- Exercise instructions -
The required result is the exact run of lines beginning at the one containing "# point at: tree" and ending at the last line of the entries.

Entries from a point annotation set
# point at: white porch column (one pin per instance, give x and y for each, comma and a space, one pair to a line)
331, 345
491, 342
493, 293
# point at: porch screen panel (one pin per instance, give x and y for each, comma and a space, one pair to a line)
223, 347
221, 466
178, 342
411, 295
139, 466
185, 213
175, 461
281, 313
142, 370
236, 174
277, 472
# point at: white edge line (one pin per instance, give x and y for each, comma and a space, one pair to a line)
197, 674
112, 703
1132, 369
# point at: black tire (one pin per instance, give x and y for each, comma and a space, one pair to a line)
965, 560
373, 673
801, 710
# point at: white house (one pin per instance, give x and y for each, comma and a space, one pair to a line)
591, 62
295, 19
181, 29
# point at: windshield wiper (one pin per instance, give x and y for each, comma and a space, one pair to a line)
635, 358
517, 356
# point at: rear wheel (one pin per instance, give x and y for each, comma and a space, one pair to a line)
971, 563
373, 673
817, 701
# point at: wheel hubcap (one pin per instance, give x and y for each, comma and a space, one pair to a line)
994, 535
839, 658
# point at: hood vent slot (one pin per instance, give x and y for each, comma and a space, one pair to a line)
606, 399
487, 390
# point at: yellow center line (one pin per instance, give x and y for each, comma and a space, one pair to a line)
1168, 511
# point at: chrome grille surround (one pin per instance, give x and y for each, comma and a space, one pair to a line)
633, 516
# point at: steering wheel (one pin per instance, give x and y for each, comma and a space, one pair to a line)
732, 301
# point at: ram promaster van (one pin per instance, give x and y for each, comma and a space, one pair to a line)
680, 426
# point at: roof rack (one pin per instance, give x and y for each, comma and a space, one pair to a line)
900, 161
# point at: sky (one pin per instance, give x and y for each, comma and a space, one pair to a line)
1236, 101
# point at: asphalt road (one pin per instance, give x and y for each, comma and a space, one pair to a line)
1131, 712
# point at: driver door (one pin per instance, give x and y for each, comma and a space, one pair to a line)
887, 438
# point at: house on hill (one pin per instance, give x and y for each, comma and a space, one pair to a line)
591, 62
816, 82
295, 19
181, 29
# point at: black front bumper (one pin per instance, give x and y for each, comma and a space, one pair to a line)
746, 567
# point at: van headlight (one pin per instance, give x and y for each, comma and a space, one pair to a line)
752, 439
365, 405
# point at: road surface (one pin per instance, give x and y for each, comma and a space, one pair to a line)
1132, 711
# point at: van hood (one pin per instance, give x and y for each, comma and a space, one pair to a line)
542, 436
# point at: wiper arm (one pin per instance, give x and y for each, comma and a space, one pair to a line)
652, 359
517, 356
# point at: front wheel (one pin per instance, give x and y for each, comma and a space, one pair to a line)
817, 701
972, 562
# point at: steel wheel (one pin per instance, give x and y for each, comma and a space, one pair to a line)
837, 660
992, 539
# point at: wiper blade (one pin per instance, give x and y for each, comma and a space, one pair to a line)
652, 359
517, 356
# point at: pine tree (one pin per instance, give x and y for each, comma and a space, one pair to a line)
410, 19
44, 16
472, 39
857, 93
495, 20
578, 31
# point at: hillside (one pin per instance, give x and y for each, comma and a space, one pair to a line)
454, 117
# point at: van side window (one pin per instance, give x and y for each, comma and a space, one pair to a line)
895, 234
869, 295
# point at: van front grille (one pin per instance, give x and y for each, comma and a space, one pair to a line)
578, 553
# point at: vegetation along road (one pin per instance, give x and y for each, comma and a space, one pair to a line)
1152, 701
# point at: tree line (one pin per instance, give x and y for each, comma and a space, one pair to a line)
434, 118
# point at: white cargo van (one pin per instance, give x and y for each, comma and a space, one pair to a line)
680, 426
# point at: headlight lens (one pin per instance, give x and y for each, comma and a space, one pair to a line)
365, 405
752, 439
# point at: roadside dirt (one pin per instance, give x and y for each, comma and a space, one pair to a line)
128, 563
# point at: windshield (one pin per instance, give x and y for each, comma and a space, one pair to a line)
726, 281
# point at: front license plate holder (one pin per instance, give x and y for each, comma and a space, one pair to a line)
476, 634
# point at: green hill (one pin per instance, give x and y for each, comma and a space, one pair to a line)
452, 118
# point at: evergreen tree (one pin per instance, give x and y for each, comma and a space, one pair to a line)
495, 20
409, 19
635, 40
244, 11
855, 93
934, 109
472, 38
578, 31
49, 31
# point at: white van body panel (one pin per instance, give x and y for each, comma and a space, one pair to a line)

- Solved exercise -
# point at: tree line (one pin per instance, give x and y for each, comma and a space, one pair to a line)
434, 118
# point at: white cargo van (one pin per instance, give x and y for each, comma and a space, one pair to a line)
680, 426
# point at: headlight lens (one pin per instance, give x and y for each, comma and a space, one pair to a line)
365, 405
752, 439
# point at: roadside dirt (one pin per instance, give x and y for each, comma and a space, one pair to a line)
128, 563
# point at: windshield (one pin per instance, give x and y for each, comma and a space, one pair to a line)
726, 281
# point at: front license plate holder (one pin per instance, give x and y for each, comma and a space, one pair to a line)
476, 634
# point at: green hill (one pin per instance, give x and y for each, comma and a space, one pair to a line)
452, 118
# point at: evergreen tree (one pin per instance, give x and y for each, comma and a space, one pair to a line)
495, 20
409, 19
635, 40
244, 11
855, 93
934, 109
472, 38
578, 31
49, 31
# point at: white van body panel (one pin per instance, give x and y for each, comma and a space, one pair to a line)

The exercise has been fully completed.